** Task **
The lines below, from the one holding "Mark the innermost point of each instance of the monitor stand" through the final line, are to be copied exactly, with no other lines and no pictures.
*** Block opens ***
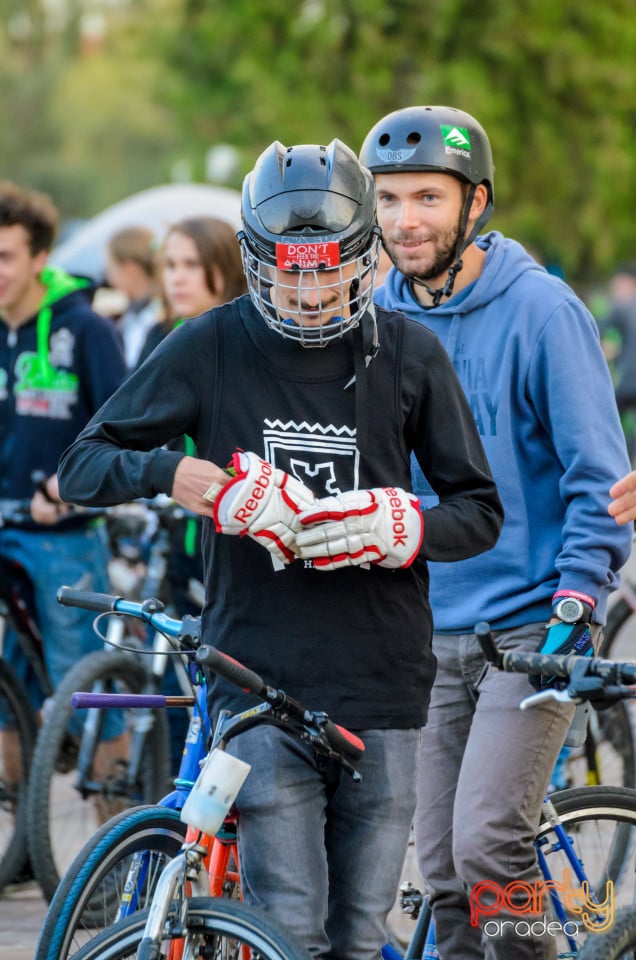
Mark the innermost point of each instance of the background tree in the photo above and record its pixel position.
(551, 80)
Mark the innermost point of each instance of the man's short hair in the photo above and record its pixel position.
(32, 210)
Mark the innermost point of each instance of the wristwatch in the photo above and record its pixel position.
(572, 610)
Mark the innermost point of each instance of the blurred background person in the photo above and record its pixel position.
(131, 269)
(200, 267)
(59, 362)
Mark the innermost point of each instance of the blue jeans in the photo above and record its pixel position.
(54, 558)
(484, 769)
(320, 853)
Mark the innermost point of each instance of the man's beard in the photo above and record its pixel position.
(442, 262)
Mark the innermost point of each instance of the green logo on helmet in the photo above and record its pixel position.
(457, 137)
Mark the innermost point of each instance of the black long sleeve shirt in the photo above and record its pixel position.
(354, 642)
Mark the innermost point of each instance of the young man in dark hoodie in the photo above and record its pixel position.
(59, 361)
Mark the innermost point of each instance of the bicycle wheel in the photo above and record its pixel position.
(18, 729)
(619, 943)
(62, 816)
(88, 898)
(216, 929)
(608, 755)
(601, 829)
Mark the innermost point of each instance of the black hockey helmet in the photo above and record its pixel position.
(443, 139)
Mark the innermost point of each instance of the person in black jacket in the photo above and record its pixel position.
(315, 549)
(59, 361)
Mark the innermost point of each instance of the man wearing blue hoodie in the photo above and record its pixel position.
(527, 353)
(59, 361)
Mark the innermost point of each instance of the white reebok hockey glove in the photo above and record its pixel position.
(262, 503)
(383, 525)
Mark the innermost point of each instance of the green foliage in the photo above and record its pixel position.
(552, 81)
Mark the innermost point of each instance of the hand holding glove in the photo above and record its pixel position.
(383, 526)
(262, 503)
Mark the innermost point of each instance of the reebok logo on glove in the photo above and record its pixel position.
(265, 479)
(398, 514)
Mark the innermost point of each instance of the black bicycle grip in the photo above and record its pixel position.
(86, 599)
(543, 664)
(343, 741)
(231, 670)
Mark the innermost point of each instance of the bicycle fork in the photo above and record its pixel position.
(186, 868)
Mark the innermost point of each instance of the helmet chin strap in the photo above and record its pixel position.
(463, 242)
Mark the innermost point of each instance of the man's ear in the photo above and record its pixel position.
(480, 199)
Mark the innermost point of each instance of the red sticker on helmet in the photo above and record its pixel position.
(307, 256)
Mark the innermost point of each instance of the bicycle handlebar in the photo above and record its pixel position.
(87, 600)
(341, 740)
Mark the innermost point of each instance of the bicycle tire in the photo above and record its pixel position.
(90, 891)
(52, 845)
(228, 926)
(18, 714)
(608, 756)
(618, 943)
(601, 827)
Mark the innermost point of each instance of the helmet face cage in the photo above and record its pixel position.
(310, 294)
(310, 241)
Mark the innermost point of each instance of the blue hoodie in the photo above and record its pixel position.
(527, 353)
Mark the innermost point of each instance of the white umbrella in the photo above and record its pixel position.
(84, 253)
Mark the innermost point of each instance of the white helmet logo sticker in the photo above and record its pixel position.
(394, 156)
(307, 256)
(456, 136)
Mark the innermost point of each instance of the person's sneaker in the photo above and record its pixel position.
(24, 877)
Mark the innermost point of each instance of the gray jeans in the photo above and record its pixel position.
(484, 769)
(318, 852)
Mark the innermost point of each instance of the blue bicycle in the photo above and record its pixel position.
(585, 833)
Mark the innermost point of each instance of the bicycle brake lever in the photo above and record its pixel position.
(562, 696)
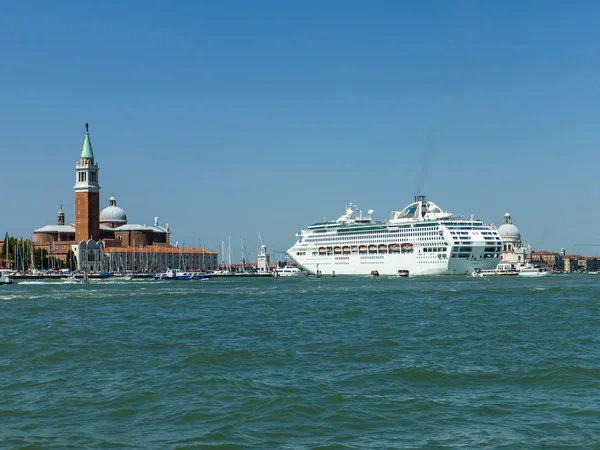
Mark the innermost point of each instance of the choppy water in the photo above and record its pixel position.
(330, 363)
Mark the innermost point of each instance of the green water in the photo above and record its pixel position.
(302, 363)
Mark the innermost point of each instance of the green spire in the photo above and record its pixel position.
(86, 150)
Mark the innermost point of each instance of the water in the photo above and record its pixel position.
(302, 363)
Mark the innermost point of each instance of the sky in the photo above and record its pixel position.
(234, 119)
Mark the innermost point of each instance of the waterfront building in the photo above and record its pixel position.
(513, 250)
(105, 240)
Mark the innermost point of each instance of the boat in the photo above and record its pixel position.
(71, 279)
(503, 269)
(179, 275)
(5, 277)
(288, 271)
(421, 238)
(532, 270)
(119, 278)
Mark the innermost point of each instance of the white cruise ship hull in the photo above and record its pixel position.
(390, 264)
(421, 239)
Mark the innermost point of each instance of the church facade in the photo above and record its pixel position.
(104, 241)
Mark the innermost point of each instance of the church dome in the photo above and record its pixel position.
(113, 215)
(509, 232)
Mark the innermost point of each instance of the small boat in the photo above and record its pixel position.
(530, 270)
(179, 275)
(501, 270)
(4, 277)
(119, 278)
(407, 248)
(288, 271)
(71, 280)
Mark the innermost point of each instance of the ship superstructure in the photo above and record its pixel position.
(421, 239)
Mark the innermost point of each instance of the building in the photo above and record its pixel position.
(513, 250)
(105, 240)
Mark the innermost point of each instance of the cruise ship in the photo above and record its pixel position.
(422, 239)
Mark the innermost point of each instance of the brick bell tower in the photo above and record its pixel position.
(87, 194)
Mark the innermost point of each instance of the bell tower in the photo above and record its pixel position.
(87, 194)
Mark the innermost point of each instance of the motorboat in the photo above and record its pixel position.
(179, 275)
(5, 277)
(531, 270)
(71, 279)
(503, 269)
(288, 271)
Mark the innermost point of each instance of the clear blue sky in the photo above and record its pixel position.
(228, 119)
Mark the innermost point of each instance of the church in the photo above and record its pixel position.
(105, 241)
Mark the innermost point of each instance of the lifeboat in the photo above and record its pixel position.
(407, 248)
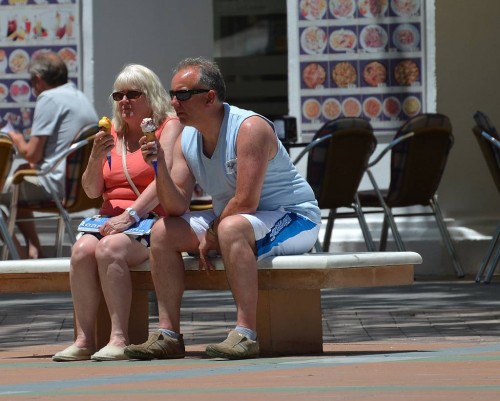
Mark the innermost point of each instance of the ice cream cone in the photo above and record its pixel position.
(105, 125)
(149, 129)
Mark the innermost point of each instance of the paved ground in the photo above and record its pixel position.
(429, 341)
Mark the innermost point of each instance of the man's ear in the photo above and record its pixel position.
(211, 97)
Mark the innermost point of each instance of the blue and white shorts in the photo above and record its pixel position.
(276, 232)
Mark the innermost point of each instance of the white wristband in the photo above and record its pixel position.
(133, 213)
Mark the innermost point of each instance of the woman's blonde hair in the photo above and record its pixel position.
(141, 78)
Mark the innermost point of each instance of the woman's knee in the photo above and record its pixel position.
(83, 249)
(112, 247)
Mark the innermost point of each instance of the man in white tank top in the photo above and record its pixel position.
(261, 207)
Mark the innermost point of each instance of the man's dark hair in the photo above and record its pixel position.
(210, 75)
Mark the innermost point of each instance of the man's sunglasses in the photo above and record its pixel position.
(185, 94)
(117, 96)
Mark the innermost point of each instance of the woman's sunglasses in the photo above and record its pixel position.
(186, 94)
(117, 96)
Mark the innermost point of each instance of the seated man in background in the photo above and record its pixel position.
(61, 110)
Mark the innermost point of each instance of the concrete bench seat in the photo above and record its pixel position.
(289, 305)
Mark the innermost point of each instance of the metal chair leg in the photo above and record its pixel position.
(328, 230)
(489, 253)
(445, 234)
(383, 235)
(8, 243)
(364, 226)
(493, 266)
(387, 211)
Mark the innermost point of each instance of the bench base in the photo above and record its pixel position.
(289, 320)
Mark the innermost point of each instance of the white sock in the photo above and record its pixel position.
(248, 333)
(170, 333)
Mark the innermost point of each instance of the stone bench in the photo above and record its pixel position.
(289, 319)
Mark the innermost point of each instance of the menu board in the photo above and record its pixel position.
(26, 28)
(361, 58)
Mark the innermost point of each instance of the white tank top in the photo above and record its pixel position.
(283, 188)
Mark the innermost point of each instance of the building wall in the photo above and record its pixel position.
(468, 79)
(155, 33)
(159, 33)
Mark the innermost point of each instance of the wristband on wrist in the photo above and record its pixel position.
(211, 230)
(132, 213)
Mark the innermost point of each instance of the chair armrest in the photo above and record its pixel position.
(491, 139)
(311, 145)
(391, 144)
(19, 175)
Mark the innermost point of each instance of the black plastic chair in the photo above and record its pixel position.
(7, 151)
(419, 152)
(337, 159)
(75, 200)
(489, 143)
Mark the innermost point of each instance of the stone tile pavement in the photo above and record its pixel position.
(434, 340)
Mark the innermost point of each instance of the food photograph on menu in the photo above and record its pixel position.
(361, 58)
(27, 28)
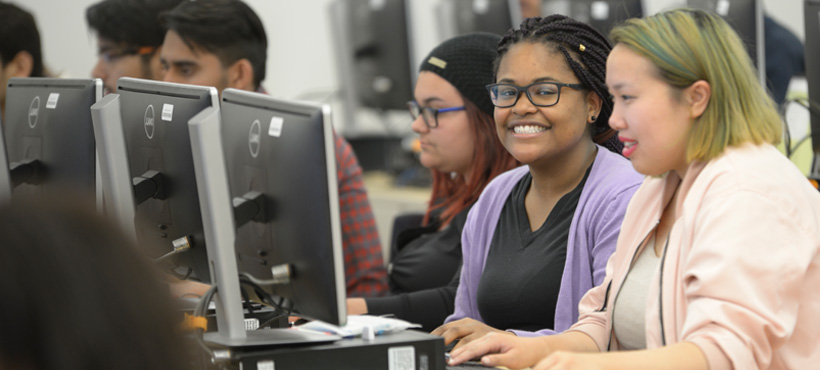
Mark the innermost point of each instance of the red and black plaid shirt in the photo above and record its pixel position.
(364, 267)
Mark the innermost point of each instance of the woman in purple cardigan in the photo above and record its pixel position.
(539, 236)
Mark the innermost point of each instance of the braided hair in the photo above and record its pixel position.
(585, 50)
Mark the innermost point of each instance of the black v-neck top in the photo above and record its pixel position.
(522, 276)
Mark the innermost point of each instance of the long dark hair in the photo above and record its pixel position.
(78, 295)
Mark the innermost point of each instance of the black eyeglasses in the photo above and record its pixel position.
(541, 94)
(430, 115)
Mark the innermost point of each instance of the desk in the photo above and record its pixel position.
(389, 201)
(408, 350)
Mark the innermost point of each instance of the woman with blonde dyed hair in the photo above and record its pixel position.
(717, 261)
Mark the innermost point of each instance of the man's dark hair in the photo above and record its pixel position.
(131, 22)
(228, 29)
(18, 32)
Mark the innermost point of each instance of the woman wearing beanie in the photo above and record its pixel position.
(539, 236)
(453, 116)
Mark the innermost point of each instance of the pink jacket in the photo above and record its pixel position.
(740, 277)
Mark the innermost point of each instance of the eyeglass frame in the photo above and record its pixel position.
(433, 111)
(525, 89)
(105, 53)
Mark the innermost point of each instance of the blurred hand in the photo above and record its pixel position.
(502, 350)
(465, 331)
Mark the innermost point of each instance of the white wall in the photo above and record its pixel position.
(300, 51)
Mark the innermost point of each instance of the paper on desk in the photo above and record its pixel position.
(356, 324)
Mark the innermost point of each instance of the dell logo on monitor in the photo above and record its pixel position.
(149, 122)
(255, 138)
(33, 112)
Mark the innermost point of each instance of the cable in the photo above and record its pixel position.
(180, 245)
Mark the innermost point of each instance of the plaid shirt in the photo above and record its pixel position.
(364, 268)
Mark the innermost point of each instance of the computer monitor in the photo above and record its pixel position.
(746, 17)
(281, 195)
(459, 17)
(49, 138)
(154, 118)
(603, 15)
(373, 54)
(811, 10)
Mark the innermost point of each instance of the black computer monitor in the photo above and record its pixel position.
(373, 53)
(601, 14)
(154, 118)
(459, 17)
(282, 177)
(49, 138)
(746, 17)
(811, 9)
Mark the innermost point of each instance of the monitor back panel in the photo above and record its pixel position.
(279, 149)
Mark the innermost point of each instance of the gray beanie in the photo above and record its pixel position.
(467, 63)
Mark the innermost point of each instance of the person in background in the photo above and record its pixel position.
(539, 236)
(20, 52)
(129, 37)
(718, 259)
(78, 296)
(234, 55)
(453, 116)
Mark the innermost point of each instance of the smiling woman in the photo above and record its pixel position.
(539, 236)
(452, 114)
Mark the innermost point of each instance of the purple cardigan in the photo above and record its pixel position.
(592, 236)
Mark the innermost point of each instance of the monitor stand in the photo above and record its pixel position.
(271, 337)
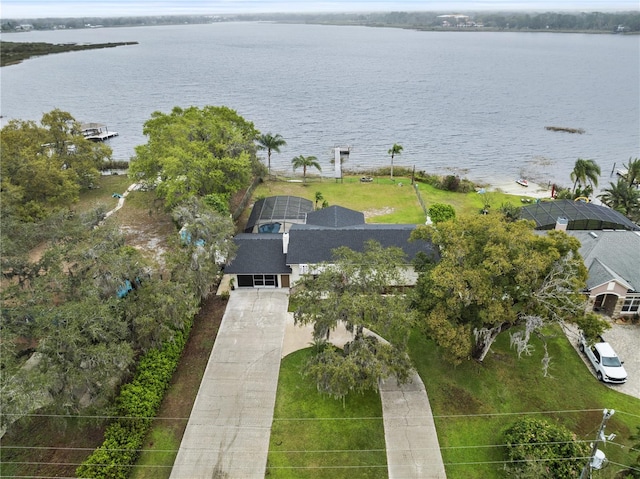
*** Block closes ***
** Worked solution **
Mark the innermost point of each instance of the monitor stand in the photo above and record its pixel position.
(271, 337)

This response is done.